[Given exercise] Please gather every line in the listing below that contains the word "palm" and copy each of those lines in full.

[Input]
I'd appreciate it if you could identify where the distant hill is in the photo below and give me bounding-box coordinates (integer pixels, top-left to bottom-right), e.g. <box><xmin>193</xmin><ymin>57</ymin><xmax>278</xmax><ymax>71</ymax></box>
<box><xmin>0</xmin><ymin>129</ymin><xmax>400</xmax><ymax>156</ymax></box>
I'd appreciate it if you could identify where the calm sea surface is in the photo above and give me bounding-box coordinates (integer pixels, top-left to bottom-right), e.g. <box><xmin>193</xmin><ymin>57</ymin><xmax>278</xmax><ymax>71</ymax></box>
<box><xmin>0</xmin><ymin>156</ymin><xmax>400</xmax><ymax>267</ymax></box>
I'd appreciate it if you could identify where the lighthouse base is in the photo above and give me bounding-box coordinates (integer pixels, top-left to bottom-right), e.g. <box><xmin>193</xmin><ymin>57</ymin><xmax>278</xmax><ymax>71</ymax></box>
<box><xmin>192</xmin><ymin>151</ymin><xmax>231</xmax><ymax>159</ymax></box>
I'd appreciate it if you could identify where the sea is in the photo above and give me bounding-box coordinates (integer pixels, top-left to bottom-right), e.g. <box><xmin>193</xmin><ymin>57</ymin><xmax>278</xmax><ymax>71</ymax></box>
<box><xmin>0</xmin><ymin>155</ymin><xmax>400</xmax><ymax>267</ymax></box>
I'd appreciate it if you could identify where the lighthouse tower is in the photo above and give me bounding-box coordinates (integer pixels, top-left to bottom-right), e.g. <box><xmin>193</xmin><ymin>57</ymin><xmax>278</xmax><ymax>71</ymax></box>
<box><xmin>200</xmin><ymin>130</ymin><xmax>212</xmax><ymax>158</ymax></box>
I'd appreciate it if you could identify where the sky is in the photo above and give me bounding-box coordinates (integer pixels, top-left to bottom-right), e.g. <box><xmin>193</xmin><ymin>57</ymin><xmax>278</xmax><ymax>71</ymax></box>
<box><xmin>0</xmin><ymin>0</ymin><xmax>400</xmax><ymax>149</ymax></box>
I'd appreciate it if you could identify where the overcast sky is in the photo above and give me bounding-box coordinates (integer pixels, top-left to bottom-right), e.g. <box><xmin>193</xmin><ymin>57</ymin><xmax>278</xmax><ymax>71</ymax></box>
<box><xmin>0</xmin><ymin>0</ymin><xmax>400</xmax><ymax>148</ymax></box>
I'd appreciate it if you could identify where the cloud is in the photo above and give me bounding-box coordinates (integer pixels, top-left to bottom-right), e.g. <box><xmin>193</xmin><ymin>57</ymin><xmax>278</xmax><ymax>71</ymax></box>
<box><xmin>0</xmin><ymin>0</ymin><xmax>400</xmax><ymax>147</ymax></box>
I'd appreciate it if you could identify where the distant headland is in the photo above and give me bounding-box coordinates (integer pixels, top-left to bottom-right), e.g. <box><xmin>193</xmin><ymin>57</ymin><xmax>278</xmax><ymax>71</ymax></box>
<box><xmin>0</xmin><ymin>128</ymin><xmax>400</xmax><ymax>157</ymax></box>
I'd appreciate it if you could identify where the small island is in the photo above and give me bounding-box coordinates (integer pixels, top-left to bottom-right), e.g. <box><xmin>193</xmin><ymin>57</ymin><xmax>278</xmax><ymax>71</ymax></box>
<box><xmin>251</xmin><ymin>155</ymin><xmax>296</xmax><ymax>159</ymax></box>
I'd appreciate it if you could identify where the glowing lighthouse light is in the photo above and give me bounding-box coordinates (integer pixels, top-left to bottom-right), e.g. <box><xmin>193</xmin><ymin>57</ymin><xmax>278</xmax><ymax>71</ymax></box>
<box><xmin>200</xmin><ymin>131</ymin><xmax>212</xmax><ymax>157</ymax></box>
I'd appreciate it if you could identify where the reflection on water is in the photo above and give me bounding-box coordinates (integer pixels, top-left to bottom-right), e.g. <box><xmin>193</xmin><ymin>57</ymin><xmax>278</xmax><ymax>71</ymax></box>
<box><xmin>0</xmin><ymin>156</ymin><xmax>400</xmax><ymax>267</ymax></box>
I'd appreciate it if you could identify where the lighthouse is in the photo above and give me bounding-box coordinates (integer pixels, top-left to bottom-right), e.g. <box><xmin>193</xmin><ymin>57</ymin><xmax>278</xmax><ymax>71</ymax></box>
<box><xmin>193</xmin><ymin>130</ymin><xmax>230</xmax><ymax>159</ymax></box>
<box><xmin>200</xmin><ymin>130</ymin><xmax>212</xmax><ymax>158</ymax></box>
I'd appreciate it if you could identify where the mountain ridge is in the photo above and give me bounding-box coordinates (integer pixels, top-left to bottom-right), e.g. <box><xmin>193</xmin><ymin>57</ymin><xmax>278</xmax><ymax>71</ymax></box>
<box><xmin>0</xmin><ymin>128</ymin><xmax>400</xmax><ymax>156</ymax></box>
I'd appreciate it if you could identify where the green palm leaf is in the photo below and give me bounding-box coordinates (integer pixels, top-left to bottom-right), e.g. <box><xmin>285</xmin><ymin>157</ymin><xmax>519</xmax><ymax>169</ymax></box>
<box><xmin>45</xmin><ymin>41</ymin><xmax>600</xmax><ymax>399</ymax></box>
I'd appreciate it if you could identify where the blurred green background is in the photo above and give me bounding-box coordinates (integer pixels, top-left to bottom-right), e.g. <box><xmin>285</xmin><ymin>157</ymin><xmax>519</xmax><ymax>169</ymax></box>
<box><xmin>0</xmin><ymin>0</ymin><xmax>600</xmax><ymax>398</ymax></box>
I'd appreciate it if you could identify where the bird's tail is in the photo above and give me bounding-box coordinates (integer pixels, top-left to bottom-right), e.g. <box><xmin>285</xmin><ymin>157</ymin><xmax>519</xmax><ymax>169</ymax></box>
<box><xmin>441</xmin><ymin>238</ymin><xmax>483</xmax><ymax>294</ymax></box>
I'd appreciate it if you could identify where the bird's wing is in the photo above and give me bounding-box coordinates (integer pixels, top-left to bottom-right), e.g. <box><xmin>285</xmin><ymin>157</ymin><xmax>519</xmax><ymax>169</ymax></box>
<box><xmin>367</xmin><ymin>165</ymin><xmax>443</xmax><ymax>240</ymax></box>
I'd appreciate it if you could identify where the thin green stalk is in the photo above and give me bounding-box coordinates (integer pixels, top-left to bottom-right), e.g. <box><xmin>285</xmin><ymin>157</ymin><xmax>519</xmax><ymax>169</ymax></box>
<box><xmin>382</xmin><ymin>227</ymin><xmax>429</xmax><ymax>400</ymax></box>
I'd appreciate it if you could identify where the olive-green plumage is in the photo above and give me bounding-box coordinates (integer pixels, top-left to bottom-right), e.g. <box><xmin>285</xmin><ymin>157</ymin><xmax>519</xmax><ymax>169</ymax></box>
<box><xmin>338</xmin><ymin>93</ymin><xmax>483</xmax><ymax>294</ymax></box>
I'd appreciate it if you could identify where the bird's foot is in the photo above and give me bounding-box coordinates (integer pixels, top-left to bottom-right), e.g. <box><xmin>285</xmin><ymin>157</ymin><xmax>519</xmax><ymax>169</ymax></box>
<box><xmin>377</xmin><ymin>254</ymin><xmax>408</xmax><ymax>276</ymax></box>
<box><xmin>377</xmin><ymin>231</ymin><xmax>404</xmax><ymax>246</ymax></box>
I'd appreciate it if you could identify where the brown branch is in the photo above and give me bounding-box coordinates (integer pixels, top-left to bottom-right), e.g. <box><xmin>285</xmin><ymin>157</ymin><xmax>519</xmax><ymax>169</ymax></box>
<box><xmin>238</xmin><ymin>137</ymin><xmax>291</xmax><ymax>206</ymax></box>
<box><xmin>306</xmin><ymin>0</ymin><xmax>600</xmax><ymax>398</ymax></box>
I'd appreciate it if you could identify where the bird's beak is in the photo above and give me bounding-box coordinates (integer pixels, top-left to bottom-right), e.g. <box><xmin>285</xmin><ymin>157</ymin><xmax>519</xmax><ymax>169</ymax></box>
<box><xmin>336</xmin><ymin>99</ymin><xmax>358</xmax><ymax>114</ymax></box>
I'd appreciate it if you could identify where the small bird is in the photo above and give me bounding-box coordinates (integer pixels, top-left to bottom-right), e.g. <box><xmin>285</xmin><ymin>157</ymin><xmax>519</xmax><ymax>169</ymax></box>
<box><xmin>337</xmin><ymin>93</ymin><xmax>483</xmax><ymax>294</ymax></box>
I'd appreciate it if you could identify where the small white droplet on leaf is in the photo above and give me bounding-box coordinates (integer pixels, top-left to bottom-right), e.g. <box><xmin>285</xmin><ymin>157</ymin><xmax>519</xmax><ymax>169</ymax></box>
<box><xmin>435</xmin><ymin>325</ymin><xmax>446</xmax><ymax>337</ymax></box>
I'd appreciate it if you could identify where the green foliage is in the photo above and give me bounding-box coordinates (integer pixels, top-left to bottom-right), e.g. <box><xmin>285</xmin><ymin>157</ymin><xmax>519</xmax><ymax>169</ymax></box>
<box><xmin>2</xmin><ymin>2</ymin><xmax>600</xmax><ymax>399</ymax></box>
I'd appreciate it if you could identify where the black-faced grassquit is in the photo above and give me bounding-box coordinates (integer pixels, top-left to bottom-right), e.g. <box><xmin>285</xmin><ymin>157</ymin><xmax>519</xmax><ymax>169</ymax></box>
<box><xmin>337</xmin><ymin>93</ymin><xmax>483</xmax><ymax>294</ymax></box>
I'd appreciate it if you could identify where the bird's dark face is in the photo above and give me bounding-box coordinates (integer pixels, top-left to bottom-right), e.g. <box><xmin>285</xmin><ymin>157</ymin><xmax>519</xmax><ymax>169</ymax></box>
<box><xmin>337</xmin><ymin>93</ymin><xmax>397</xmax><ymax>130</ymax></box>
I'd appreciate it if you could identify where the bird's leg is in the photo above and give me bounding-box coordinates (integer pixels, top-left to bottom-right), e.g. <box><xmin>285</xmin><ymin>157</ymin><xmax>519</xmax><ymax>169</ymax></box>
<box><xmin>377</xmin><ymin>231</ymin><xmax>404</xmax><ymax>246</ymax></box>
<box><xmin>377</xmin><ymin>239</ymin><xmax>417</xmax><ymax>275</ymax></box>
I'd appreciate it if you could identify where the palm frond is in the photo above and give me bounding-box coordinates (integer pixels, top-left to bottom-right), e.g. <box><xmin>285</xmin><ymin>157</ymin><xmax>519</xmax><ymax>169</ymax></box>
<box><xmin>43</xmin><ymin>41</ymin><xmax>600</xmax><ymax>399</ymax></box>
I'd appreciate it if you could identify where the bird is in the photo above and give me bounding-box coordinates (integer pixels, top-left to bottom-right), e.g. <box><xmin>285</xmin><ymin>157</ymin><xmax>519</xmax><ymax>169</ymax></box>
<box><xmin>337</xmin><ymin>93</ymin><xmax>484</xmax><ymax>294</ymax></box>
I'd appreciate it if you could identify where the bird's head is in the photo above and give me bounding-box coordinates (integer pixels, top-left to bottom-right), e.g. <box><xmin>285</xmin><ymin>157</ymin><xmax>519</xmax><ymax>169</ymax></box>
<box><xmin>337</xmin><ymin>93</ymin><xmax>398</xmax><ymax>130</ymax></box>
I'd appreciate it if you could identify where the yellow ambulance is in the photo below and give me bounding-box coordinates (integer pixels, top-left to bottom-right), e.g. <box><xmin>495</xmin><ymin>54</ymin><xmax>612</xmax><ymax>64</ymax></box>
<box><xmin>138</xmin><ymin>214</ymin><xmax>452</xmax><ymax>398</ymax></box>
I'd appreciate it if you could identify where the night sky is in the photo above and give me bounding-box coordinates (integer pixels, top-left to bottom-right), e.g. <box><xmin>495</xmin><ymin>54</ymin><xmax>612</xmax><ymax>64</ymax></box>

[Answer to this problem]
I'd appreciate it if you could identify where the green palm leaf is in the photo below and give me bounding-box coordinates (integer pixels, top-left to bottom-right), e.g. <box><xmin>285</xmin><ymin>157</ymin><xmax>519</xmax><ymax>169</ymax></box>
I'd appreciate it if you could identify where the palm frond is in the photo above and give me bounding-box coordinates (integer pixels, top-left to bottom-right), e.g. <box><xmin>285</xmin><ymin>157</ymin><xmax>519</xmax><ymax>169</ymax></box>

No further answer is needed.